List each line of the records below that contains the word "riding", reproducing every such line in full.
****
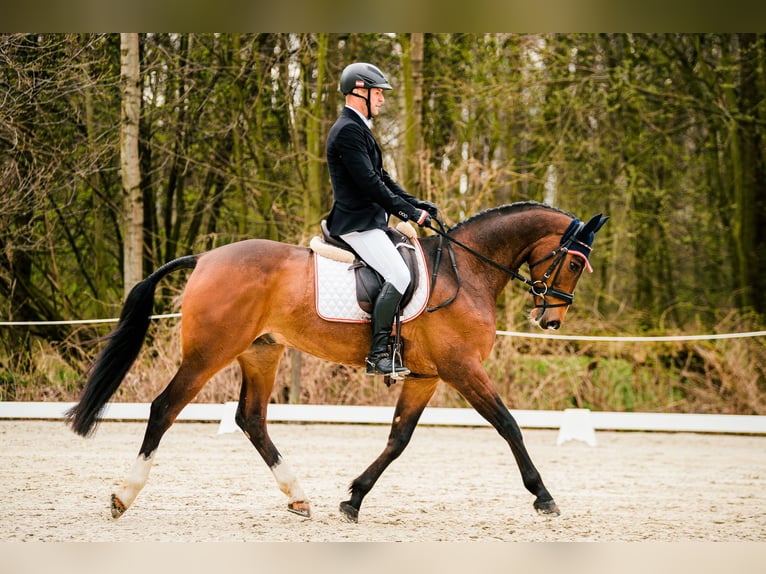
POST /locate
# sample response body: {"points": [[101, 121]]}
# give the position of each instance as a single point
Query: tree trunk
{"points": [[130, 93]]}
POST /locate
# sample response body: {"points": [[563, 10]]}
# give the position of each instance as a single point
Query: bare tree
{"points": [[130, 83]]}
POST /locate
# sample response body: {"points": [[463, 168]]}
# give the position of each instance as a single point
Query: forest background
{"points": [[119, 152]]}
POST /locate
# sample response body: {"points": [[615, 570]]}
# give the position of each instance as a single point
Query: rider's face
{"points": [[376, 100]]}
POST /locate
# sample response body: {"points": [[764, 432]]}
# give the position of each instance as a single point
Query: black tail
{"points": [[124, 343]]}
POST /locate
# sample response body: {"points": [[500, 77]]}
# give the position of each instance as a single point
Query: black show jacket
{"points": [[364, 194]]}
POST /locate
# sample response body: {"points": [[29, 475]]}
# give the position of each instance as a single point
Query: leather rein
{"points": [[539, 288]]}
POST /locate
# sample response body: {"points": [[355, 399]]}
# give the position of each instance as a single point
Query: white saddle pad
{"points": [[336, 290]]}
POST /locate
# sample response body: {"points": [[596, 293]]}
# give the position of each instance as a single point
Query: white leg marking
{"points": [[287, 481], [135, 481]]}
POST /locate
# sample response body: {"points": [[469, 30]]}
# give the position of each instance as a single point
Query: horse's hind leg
{"points": [[475, 386], [413, 399], [259, 367], [184, 386]]}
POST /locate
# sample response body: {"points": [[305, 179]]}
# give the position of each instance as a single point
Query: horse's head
{"points": [[555, 267]]}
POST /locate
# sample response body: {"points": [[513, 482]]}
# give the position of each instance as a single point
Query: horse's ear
{"points": [[594, 224]]}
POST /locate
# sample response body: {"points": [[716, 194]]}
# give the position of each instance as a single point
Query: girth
{"points": [[368, 281]]}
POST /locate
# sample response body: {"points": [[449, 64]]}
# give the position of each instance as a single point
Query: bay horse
{"points": [[248, 301]]}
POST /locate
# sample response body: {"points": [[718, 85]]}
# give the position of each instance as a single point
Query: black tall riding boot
{"points": [[383, 314]]}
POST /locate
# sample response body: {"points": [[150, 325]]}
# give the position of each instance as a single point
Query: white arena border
{"points": [[436, 416]]}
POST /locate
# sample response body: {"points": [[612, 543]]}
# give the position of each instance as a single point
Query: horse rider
{"points": [[364, 196]]}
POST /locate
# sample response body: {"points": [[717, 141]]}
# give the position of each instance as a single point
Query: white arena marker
{"points": [[576, 424]]}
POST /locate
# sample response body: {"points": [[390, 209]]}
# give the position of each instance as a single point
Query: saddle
{"points": [[368, 281]]}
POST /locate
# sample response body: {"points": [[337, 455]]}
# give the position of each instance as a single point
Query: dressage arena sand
{"points": [[455, 484]]}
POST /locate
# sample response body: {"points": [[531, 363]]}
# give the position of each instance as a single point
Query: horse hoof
{"points": [[118, 508], [547, 508], [300, 507], [350, 513]]}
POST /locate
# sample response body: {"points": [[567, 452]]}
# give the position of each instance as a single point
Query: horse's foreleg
{"points": [[414, 397], [163, 412], [259, 367], [475, 386]]}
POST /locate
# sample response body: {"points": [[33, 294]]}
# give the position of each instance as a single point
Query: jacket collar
{"points": [[355, 114]]}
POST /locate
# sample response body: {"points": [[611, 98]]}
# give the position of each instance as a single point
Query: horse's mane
{"points": [[518, 206]]}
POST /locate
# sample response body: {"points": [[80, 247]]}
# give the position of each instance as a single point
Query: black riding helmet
{"points": [[362, 75]]}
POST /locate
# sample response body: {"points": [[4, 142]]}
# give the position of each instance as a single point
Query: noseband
{"points": [[539, 288]]}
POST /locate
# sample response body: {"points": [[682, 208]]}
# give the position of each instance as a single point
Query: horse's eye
{"points": [[574, 266]]}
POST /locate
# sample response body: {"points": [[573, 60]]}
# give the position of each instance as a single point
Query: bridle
{"points": [[539, 288]]}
****
→ **RIGHT ANSWER**
Query: black tall riding boot
Query: black riding helmet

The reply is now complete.